ASSIGNMENT.
Report, in full, each line of the material below in which the string "Target" occurs.

RECORDS PROVIDED.
============================================================

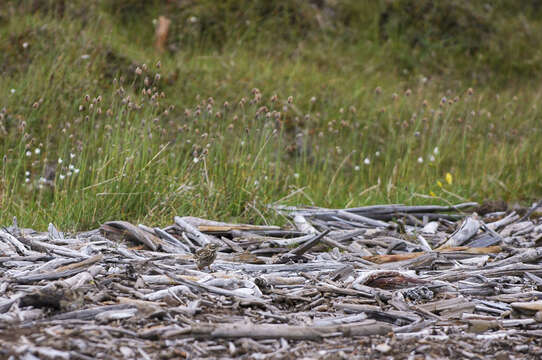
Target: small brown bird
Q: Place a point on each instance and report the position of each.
(206, 256)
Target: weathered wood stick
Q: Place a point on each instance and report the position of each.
(65, 271)
(200, 237)
(277, 331)
(300, 250)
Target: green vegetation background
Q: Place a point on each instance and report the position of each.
(387, 98)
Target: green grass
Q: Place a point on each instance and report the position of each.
(146, 158)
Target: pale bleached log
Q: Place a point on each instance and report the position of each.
(510, 218)
(290, 332)
(19, 246)
(200, 237)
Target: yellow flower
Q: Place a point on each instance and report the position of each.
(449, 178)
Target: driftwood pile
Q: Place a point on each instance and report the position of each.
(387, 280)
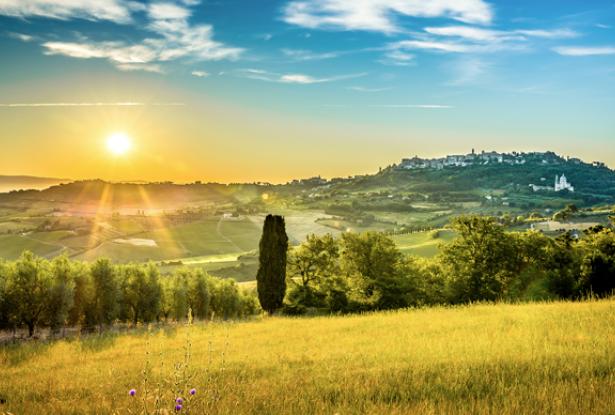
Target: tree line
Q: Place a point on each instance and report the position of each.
(36, 292)
(366, 271)
(352, 273)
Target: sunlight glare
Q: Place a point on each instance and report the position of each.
(119, 143)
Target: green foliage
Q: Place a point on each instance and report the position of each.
(106, 305)
(478, 260)
(271, 276)
(141, 293)
(35, 292)
(598, 264)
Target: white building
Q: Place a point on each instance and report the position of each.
(561, 183)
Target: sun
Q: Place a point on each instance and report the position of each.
(119, 143)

============================================================

ANSWER TO THIS TASK.
Target: small brown bird
Target: weathered wood stick
Target: green vegetation background
Target: green grass
Target: pale bleached log
Target: yellow flower
Target: driftwood pile
Target: tree line
Target: sunlight glare
Target: green foliage
Target: white building
Target: sun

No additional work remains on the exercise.